- WHAT IS BEING ASKED: Copy out every line of the data exactly.

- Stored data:
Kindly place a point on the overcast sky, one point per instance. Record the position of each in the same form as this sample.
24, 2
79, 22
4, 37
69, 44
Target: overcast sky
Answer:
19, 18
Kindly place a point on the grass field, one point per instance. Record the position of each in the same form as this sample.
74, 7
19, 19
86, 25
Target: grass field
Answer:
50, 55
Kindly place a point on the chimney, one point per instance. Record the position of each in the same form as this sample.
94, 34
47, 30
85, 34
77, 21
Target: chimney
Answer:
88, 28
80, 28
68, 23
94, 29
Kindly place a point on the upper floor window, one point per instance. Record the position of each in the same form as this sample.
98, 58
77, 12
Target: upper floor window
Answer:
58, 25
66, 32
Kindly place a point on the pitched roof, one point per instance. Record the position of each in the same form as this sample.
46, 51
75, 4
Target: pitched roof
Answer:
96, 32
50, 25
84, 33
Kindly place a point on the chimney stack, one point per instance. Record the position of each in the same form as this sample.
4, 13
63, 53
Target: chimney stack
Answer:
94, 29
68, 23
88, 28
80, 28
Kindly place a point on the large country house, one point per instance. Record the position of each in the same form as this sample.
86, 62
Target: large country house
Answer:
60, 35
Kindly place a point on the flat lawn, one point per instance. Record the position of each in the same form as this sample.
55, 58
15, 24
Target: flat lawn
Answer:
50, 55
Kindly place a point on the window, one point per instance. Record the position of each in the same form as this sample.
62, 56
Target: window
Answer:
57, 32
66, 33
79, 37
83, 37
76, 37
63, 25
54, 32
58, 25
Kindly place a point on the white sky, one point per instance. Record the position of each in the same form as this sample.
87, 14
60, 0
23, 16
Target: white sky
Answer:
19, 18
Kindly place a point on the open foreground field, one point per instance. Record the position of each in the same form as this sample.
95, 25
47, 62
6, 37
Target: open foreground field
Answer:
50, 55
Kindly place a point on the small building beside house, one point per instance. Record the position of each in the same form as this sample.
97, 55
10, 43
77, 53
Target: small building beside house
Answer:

- ANSWER TO THIS EXERCISE:
Kindly place a point on the overcast sky, one point per instance. Record the position of each in the same form as this sample.
24, 2
79, 22
4, 37
69, 44
Target: overcast sky
Answer:
19, 18
Kindly place a point on the grass field, one point per instance. Record the position of each in the same form as this sample.
74, 7
19, 19
86, 25
Target: grass field
Answer:
50, 55
Kindly place a point on the chimney, one point per instance. Record the position of each in the same form as this sample.
94, 34
47, 30
85, 34
77, 21
Target: chimney
Answer:
88, 28
80, 28
68, 23
94, 29
Kindly place a point on the upper floor window, one point per instance. Record the position of each in the same form as this sample.
98, 58
77, 12
Target: upper floor window
Answer:
58, 25
66, 32
Kindly place a point on the pitched roof, one point per instance. Record the position of each in the same form as this sample.
46, 51
75, 4
Target: pitched roof
Answer:
96, 32
50, 25
84, 33
Kindly place a point on the chimney stack, one point per instance. Record the position of each in the same form as this sample.
4, 13
63, 53
Target: chimney stack
Answer:
94, 29
68, 23
88, 28
80, 28
Kindly place a point on the large country house, one point per instance. Record the position of each in the same form as this sample.
86, 62
Target: large country house
Answer:
60, 35
Kindly place a point on the flat lawn, one point per instance. Record the position of each in the same form as this sample.
55, 58
15, 24
Target: flat lawn
Answer:
50, 55
Kindly place a point on the window, one point per instance. Record the position of each in the same form as this sample.
62, 56
Target: window
Answer:
57, 32
66, 33
79, 37
83, 37
76, 37
63, 25
54, 32
58, 25
Kindly place a point on the white sky, one point per instance. Record the position of each in the same form as this sample.
87, 14
60, 0
23, 16
Target: white sky
Answer:
19, 18
Kindly place a point on the open foreground field, one point per instance. Record the position of each in the same form as this sample.
95, 25
47, 62
6, 37
Target: open foreground field
Answer:
50, 55
Kindly place a point on the small building beside house, one point per instance. Record the position of each in the same form as this sample.
97, 55
10, 43
77, 53
Target: small building beside house
Answer:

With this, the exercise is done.